[Saved data entries]

%%

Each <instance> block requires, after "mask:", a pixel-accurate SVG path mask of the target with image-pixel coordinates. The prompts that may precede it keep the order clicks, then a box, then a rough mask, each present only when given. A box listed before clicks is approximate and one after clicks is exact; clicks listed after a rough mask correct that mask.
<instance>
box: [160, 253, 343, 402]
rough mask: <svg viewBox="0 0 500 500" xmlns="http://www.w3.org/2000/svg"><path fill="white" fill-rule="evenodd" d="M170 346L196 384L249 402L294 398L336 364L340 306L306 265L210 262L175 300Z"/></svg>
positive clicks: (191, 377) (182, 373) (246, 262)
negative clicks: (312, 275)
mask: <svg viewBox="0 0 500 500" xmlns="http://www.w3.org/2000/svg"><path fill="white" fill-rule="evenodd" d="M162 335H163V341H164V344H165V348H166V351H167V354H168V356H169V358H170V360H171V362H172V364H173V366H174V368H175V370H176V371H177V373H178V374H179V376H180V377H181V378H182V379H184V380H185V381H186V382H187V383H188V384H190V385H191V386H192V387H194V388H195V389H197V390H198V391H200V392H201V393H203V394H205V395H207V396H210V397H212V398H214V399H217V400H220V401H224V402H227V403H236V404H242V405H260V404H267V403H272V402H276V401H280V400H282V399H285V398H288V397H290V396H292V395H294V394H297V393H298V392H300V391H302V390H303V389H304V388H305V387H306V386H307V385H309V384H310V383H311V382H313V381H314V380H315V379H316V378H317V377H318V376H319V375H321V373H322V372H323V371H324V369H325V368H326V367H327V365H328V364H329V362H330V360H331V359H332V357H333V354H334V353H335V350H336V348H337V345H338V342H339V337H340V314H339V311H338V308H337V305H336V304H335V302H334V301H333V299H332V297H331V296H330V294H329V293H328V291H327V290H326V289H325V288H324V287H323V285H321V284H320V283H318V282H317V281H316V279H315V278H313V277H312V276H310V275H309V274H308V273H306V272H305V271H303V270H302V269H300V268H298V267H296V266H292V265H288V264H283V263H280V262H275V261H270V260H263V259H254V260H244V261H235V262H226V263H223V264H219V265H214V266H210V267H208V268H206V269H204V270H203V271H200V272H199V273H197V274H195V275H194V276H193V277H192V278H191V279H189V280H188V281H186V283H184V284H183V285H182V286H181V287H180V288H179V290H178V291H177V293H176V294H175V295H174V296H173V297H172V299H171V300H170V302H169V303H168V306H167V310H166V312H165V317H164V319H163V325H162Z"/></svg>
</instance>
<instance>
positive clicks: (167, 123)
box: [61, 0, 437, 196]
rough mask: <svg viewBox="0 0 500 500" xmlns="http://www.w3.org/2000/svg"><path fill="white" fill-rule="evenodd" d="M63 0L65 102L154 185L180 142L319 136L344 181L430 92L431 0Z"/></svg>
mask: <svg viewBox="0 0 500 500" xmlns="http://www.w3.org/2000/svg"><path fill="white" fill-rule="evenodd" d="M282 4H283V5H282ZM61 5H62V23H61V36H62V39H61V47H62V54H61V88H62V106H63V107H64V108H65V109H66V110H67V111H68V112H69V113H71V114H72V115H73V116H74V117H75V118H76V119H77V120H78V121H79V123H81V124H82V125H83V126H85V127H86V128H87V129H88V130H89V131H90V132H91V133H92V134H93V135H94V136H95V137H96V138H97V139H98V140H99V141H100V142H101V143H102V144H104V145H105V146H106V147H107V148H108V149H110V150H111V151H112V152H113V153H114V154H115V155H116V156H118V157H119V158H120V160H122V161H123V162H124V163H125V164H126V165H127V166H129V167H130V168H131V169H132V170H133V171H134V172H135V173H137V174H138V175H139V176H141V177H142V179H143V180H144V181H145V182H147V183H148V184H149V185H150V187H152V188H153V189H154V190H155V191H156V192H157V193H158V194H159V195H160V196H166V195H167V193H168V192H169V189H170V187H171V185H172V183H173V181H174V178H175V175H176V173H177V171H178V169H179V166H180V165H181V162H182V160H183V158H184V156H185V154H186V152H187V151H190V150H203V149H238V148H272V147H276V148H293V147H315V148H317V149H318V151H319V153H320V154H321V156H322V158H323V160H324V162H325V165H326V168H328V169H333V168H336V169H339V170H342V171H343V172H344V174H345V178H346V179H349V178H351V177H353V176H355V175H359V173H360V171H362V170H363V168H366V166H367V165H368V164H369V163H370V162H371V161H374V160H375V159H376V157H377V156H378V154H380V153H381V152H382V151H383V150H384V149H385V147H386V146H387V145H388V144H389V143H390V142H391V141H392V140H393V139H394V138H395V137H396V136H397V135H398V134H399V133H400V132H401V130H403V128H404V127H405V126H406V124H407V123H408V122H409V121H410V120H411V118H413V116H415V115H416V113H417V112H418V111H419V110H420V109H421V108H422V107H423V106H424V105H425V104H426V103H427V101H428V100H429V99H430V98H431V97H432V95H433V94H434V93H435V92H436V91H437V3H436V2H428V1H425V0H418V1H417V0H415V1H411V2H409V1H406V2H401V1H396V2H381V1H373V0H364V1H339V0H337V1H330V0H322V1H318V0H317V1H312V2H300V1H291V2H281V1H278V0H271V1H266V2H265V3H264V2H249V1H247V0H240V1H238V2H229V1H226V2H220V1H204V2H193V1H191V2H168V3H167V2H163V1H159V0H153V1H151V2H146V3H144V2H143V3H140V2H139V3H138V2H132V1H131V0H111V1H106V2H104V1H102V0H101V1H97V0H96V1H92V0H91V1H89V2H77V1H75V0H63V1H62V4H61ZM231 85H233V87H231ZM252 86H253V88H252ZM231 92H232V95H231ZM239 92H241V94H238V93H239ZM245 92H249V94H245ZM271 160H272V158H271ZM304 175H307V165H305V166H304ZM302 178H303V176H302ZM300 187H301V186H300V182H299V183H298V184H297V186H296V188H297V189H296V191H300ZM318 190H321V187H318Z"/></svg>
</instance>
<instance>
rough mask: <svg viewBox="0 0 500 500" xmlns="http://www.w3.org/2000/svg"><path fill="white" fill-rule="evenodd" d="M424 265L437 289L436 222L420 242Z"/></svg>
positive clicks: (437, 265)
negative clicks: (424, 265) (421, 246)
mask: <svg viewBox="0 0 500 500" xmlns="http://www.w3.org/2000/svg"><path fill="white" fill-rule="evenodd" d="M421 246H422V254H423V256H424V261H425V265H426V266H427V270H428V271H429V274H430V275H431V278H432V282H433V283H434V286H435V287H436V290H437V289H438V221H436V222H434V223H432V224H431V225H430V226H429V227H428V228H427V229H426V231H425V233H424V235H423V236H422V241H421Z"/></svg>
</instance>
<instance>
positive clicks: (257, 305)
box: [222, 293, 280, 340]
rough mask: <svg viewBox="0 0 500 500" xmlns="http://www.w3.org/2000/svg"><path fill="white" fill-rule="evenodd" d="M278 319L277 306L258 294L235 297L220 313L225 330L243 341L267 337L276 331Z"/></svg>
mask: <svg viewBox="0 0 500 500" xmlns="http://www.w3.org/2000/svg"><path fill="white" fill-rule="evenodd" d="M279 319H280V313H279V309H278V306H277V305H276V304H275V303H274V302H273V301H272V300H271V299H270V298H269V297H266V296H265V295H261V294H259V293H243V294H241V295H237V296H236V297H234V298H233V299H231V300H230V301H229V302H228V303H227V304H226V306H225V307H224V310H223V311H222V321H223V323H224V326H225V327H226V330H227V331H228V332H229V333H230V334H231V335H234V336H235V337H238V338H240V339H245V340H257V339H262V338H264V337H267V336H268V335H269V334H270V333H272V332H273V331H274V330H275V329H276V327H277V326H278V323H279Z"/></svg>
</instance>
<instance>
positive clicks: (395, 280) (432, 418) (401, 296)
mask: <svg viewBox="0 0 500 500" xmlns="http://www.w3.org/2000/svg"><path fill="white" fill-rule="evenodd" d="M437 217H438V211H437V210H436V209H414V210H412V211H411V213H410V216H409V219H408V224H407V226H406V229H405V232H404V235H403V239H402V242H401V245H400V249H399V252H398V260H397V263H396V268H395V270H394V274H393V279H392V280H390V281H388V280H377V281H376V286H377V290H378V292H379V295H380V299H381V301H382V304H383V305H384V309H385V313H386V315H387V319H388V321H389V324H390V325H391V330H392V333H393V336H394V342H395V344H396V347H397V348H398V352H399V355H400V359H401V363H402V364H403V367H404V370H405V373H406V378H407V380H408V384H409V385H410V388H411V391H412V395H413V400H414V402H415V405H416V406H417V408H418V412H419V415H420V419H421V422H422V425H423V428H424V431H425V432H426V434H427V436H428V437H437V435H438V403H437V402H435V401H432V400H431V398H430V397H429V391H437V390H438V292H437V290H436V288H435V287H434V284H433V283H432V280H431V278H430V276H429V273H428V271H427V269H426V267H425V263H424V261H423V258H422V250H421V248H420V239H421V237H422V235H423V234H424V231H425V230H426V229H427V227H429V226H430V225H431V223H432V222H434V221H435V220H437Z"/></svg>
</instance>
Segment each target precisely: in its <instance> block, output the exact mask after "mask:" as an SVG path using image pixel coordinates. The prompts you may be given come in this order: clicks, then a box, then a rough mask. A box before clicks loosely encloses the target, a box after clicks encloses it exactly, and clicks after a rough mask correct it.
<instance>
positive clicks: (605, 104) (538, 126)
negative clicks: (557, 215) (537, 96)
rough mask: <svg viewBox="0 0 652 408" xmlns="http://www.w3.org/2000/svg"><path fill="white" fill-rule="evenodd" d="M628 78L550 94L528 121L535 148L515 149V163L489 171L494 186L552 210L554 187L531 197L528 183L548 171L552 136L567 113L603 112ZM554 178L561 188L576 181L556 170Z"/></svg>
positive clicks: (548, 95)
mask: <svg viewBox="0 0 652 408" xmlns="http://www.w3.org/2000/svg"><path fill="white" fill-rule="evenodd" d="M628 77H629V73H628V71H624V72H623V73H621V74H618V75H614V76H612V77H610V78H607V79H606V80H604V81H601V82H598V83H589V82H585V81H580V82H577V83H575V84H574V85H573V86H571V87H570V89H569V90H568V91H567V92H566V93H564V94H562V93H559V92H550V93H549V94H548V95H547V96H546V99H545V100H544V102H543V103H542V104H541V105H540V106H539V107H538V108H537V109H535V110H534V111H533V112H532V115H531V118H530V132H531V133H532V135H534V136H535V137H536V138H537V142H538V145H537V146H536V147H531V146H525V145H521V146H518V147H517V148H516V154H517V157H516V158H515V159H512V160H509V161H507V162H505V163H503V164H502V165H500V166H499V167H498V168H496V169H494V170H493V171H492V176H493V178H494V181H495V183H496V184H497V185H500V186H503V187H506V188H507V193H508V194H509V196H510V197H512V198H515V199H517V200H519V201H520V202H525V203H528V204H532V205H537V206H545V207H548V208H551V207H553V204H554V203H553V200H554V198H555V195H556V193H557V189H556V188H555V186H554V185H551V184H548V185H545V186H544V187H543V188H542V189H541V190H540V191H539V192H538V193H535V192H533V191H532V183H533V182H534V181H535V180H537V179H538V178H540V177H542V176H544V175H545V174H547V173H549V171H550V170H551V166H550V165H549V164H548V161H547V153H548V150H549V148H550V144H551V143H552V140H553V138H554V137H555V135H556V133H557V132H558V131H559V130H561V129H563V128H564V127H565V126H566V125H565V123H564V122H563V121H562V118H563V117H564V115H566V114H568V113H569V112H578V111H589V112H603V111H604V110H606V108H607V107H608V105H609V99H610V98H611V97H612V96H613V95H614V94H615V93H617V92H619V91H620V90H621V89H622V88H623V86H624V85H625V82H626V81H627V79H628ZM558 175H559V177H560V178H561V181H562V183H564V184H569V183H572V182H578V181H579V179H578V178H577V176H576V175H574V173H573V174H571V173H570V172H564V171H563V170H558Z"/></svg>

%%

- Problem to solve: Give back the opening line of the records above and every line after it, up to and including the one with "positive clicks: (191, 377)", unchanged.

- Expected answer:
Each <instance> block requires, after "mask:", a pixel-accurate SVG path mask of the target with image-pixel coordinates. The prompts that may precede it keep the order clicks, then a box, then a rough mask, each present only when given. A box listed before clicks is approximate and one after clicks is exact; clicks listed after a rough mask correct that mask.
<instance>
box: [160, 253, 343, 402]
rough mask: <svg viewBox="0 0 500 500" xmlns="http://www.w3.org/2000/svg"><path fill="white" fill-rule="evenodd" d="M170 346L196 384L249 402L294 398L336 364L340 306L306 265L210 262L175 300Z"/></svg>
positive clicks: (191, 377) (182, 373) (246, 262)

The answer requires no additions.